[Action item] Output all entries exactly; images excluded.

-------- Records for this exercise --------

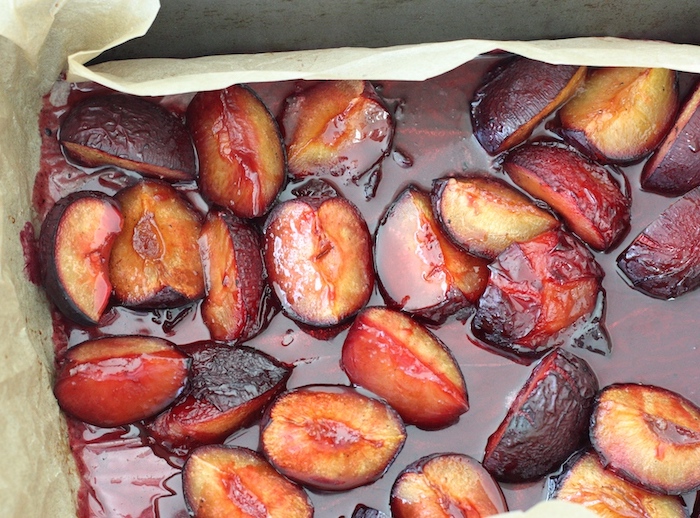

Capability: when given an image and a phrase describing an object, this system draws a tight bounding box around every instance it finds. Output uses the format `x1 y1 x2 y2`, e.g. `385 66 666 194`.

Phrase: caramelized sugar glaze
31 56 700 517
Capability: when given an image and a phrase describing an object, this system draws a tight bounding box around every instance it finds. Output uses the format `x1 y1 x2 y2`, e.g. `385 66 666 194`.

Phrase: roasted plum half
549 451 687 517
502 141 631 252
280 80 394 181
260 385 406 491
470 57 586 155
431 175 559 260
187 84 286 218
374 185 488 323
59 93 196 182
471 229 607 359
341 306 469 430
109 179 204 308
641 81 700 196
198 209 269 342
556 67 678 164
148 342 291 451
591 383 700 495
483 349 598 483
617 185 700 299
183 445 313 518
390 453 508 517
263 194 374 327
54 335 190 427
39 191 123 325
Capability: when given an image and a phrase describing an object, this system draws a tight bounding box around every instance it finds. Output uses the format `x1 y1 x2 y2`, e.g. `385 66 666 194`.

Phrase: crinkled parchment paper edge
3 0 699 517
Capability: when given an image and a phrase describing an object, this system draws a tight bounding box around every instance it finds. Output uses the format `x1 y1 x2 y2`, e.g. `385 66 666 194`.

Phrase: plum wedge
641 81 700 196
341 307 468 430
471 57 586 155
187 84 286 218
280 80 394 181
39 191 123 325
591 383 700 495
431 175 559 260
374 185 488 323
390 453 507 517
556 67 678 163
148 342 291 450
198 209 270 342
109 180 204 308
263 194 373 327
471 229 607 359
549 451 687 517
483 349 598 483
54 335 190 427
260 385 406 491
60 94 197 182
502 141 631 252
183 445 313 518
617 185 700 299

--------

[Answer to the problem]
Capability: when given an image and a phrase describing an object, this system draws a tight bounding box around every instance it finds. Output uses the format `x1 y1 x2 y2`, e.g. `385 66 666 194`.

Phrase: caramelized sugar glaze
31 56 700 517
Capability: when given an image and a phrase describing an object, this system draws a tight bounding box around every instance it finds. Output uses the format `x1 y1 x2 y2`, e.g. `385 66 666 194`.

Phrase: roasted plum half
549 451 687 517
502 141 631 252
280 80 394 181
260 385 406 491
470 57 586 155
431 175 559 260
187 84 286 218
374 185 488 323
59 93 196 182
471 229 607 359
341 306 469 430
109 179 204 308
641 81 700 196
198 209 269 342
556 67 678 164
148 342 291 451
591 383 700 495
483 349 598 483
617 185 700 299
183 445 313 518
390 453 508 517
263 194 374 327
54 335 190 427
39 191 123 325
Capability: when given an image and a phrase describing an object, this system draws a tight bounding box around every instance it finds. Output uses the format `x1 y1 x2 y2`, e.g. `385 66 666 194`.

Phrase: crinkled parchment paper edge
3 0 699 517
Capability: when given an image and a phrase describing an object, this system draws a tight bounding box around every instance it finds. Output uses the format `x1 y1 x2 y2`, e.g. `385 66 666 194`.

Phrase: plum wedge
641 81 700 196
341 307 468 430
471 57 586 155
187 84 286 218
280 80 394 181
39 191 123 325
591 383 700 495
431 175 559 260
374 185 488 323
390 453 507 517
556 67 678 163
148 342 291 450
198 209 270 342
109 180 204 308
263 194 373 327
471 229 607 359
549 451 687 517
483 349 598 483
54 335 190 427
260 385 406 491
60 94 197 182
502 141 631 252
183 445 313 518
617 185 700 299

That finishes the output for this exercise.